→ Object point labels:
^^^^

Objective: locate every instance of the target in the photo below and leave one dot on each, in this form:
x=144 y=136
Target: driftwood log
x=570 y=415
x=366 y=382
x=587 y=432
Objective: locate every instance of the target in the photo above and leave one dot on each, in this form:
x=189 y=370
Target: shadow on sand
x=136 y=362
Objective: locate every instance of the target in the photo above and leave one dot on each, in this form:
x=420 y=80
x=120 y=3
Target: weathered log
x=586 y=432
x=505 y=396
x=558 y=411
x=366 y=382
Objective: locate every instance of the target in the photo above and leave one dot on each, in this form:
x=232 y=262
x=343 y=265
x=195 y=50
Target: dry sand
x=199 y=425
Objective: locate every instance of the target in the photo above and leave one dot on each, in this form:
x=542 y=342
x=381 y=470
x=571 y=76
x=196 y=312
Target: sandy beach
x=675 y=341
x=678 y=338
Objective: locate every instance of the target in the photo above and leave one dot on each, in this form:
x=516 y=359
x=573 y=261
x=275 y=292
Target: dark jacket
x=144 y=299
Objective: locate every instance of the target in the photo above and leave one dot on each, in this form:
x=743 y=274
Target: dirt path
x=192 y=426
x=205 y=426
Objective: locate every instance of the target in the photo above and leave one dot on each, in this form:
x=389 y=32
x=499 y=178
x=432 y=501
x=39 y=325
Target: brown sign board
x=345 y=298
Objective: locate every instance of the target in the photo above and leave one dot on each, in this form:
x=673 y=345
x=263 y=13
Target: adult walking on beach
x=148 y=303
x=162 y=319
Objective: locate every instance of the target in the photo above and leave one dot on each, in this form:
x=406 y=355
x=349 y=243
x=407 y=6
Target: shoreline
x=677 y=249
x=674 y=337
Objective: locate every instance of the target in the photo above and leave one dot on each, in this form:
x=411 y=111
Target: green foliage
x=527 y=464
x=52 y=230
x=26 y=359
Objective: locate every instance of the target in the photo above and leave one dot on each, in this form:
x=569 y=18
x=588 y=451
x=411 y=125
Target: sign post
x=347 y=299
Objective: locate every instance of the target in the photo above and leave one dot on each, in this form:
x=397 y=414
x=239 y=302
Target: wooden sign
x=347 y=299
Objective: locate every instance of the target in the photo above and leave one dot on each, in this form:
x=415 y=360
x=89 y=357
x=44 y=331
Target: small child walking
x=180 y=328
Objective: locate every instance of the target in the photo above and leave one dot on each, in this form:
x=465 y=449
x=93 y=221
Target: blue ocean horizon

^^^^

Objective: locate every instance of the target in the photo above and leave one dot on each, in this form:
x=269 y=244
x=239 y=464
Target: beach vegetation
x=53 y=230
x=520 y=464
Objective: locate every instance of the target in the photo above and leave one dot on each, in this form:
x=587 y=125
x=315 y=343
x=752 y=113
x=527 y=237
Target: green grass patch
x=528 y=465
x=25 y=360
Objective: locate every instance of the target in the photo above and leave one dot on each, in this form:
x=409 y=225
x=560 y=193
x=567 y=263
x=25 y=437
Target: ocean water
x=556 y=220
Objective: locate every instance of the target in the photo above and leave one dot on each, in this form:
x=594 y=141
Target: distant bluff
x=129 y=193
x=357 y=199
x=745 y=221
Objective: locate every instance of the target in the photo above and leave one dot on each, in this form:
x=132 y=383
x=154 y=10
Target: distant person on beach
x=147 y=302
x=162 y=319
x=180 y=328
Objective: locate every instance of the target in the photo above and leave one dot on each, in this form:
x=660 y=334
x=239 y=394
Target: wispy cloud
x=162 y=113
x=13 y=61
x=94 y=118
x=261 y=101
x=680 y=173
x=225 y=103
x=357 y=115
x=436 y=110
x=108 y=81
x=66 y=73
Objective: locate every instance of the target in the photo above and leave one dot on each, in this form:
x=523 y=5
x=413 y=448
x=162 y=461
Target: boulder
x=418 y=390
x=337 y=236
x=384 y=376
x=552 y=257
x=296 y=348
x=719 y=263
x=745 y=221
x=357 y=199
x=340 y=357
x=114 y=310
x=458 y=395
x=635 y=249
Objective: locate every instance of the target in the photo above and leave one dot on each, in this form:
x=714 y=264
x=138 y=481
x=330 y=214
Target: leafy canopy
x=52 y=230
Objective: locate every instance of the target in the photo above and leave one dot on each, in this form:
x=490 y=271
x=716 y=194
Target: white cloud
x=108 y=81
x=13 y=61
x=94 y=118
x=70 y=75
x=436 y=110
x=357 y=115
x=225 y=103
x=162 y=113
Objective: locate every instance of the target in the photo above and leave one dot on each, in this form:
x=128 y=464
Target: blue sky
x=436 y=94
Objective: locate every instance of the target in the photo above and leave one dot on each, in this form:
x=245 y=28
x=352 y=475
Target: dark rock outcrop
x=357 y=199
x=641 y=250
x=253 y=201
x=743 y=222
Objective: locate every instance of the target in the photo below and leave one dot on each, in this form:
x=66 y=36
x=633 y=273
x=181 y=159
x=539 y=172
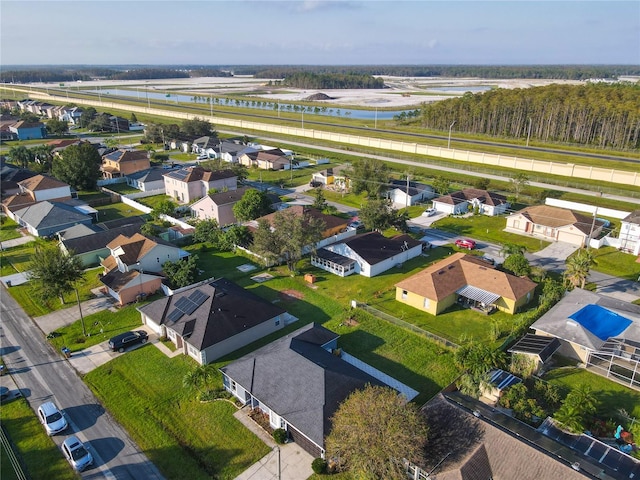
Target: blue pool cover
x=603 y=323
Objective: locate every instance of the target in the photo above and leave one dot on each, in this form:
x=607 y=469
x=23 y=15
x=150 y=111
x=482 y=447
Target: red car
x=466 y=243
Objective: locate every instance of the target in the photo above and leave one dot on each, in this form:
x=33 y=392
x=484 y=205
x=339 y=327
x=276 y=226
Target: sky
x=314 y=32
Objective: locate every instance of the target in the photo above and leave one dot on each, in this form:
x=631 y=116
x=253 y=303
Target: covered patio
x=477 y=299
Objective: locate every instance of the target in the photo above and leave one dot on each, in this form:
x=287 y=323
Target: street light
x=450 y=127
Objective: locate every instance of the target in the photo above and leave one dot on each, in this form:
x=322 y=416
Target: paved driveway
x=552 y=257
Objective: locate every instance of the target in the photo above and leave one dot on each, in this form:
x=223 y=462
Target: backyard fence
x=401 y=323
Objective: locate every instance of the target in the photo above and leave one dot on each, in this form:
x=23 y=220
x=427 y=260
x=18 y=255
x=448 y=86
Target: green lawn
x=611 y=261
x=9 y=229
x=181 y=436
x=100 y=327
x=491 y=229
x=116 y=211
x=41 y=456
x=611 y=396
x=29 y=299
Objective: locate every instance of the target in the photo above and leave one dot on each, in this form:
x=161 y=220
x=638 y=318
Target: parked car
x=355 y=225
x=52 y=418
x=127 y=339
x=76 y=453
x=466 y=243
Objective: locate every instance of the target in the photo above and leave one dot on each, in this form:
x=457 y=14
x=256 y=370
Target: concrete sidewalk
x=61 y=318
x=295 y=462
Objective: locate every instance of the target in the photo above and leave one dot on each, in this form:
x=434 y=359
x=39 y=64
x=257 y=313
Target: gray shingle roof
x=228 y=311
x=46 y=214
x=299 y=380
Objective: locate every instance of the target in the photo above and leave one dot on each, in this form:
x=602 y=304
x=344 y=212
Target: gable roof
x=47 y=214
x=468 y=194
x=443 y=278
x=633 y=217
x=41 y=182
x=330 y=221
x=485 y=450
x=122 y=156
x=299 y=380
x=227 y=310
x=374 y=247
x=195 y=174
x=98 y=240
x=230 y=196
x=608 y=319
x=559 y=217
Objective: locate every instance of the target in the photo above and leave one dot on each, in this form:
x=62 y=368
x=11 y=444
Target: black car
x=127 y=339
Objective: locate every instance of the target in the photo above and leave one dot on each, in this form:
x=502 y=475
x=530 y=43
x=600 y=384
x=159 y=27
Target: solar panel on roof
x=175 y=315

^^^^

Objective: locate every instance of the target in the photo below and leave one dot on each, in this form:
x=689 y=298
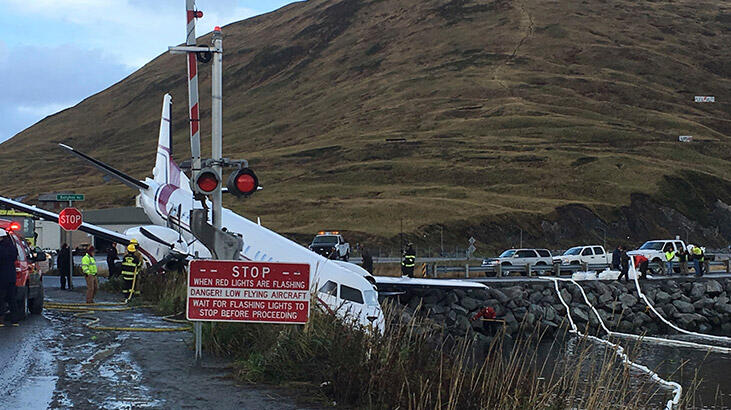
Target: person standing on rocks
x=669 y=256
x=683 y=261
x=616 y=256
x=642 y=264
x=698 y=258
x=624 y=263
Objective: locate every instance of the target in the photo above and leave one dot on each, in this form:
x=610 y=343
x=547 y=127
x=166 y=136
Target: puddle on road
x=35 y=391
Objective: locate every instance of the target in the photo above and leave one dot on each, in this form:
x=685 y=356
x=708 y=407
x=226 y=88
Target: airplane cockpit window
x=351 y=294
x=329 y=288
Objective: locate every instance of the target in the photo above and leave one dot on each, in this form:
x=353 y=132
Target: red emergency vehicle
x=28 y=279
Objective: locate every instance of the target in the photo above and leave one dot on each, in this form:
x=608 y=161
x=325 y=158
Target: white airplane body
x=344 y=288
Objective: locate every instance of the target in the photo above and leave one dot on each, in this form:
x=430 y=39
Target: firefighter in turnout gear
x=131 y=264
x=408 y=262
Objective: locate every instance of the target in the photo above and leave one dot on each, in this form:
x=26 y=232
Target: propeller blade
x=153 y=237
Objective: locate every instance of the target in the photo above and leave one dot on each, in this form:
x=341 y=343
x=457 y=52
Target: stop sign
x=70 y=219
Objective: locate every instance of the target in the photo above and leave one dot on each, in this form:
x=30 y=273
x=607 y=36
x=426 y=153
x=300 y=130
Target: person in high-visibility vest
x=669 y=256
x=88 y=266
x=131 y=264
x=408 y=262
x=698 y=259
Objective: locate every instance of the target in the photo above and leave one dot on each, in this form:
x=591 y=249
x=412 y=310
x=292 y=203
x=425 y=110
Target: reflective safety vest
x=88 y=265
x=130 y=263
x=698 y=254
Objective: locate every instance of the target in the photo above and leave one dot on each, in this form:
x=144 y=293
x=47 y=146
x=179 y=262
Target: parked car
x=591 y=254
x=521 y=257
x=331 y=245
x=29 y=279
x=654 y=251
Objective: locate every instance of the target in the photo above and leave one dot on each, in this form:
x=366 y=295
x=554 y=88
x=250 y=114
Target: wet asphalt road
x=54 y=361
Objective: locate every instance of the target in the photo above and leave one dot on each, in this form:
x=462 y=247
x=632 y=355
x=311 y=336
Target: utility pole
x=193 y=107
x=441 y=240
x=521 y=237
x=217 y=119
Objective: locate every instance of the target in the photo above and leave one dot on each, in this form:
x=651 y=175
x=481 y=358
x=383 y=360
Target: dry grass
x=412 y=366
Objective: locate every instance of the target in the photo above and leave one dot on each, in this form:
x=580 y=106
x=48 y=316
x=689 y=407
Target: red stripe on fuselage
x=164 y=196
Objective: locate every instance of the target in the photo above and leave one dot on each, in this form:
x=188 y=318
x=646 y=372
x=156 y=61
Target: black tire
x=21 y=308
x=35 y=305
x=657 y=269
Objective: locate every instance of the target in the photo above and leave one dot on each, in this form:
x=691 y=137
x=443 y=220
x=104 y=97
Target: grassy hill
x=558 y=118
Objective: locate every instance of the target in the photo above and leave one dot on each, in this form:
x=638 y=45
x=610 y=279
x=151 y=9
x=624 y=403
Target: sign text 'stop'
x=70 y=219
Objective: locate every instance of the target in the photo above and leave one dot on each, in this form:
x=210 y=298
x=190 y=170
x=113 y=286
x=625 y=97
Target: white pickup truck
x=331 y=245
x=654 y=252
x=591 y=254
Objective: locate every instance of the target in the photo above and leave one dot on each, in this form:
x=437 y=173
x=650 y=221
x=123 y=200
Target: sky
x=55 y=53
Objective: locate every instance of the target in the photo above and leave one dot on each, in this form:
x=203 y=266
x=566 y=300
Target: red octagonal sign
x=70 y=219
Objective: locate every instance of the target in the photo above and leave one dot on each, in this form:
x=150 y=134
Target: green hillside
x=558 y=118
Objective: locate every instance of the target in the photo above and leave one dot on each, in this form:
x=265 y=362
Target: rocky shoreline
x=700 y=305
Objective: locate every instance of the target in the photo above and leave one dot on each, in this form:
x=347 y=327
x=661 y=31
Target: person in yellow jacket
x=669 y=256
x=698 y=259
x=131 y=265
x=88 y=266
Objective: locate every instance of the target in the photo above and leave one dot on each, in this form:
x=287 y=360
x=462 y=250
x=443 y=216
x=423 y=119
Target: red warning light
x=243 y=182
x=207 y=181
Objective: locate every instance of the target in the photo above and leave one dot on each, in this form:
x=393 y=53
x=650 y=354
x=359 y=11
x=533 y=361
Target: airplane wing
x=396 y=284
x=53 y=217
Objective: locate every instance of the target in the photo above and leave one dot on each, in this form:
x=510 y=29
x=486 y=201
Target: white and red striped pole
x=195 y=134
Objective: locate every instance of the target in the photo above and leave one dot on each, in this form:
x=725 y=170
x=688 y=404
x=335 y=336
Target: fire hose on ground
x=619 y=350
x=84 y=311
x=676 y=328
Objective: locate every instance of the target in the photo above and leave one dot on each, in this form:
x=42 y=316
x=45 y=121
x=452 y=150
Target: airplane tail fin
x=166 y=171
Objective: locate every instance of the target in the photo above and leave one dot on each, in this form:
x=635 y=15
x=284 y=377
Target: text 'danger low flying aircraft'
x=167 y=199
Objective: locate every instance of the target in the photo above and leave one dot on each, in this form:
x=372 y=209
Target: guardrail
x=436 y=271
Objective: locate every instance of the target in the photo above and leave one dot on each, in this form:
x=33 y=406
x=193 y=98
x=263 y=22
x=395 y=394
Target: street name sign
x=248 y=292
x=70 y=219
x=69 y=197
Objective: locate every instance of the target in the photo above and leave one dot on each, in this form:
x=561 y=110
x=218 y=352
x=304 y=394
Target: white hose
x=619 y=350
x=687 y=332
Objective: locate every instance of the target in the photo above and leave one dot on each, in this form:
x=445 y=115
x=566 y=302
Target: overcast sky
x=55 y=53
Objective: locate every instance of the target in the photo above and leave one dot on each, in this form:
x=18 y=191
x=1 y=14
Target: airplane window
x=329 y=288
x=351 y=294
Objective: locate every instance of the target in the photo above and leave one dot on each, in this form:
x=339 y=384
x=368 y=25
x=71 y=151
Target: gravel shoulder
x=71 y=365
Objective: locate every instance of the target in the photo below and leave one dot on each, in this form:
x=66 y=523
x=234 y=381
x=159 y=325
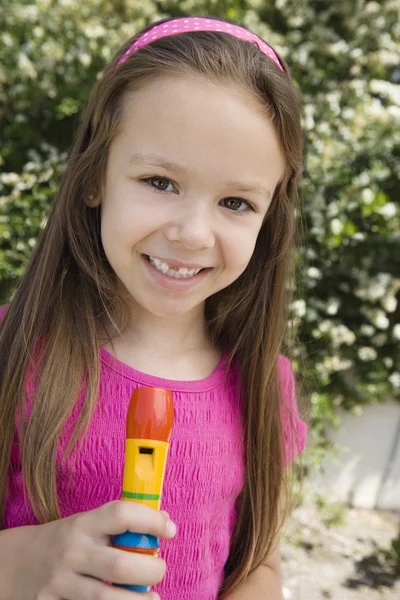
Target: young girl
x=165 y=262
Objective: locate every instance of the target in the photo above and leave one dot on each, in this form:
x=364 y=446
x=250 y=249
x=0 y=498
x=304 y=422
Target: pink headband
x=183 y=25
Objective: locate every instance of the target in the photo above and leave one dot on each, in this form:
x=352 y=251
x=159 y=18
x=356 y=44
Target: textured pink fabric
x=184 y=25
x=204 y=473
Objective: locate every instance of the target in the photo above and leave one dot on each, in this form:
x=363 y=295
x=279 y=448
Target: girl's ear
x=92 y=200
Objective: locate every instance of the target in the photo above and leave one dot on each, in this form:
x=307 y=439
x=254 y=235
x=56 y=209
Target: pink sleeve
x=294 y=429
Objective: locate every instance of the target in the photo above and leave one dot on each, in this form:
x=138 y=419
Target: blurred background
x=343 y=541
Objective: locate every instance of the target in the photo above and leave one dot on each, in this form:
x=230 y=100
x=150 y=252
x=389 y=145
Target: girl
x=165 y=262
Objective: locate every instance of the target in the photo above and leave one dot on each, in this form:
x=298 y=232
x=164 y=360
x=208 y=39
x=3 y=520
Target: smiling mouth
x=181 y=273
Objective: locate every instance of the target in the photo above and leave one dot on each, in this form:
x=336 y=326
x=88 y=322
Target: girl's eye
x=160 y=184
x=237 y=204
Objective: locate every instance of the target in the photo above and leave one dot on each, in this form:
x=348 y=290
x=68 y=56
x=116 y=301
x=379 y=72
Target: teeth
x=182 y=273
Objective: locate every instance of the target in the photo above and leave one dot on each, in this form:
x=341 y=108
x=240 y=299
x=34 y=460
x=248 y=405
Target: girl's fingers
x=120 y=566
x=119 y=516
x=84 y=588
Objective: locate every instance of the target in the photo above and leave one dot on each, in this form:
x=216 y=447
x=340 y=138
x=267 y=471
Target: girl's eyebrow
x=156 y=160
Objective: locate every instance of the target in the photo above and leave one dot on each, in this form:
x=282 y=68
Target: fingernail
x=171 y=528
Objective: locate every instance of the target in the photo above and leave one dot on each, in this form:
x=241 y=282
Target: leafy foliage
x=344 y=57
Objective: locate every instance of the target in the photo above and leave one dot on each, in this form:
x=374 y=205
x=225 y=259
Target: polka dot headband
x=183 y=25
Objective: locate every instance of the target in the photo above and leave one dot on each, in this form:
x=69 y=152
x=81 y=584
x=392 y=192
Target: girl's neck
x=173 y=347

^^^^

→ Exercise instructions: Can you gather every line of the records that contains the string "airplane", with case counting?

→ Complete answer:
Target: airplane cockpit window
Target: white airplane body
Target: airplane wing
Target: airplane tail fin
Target: airplane window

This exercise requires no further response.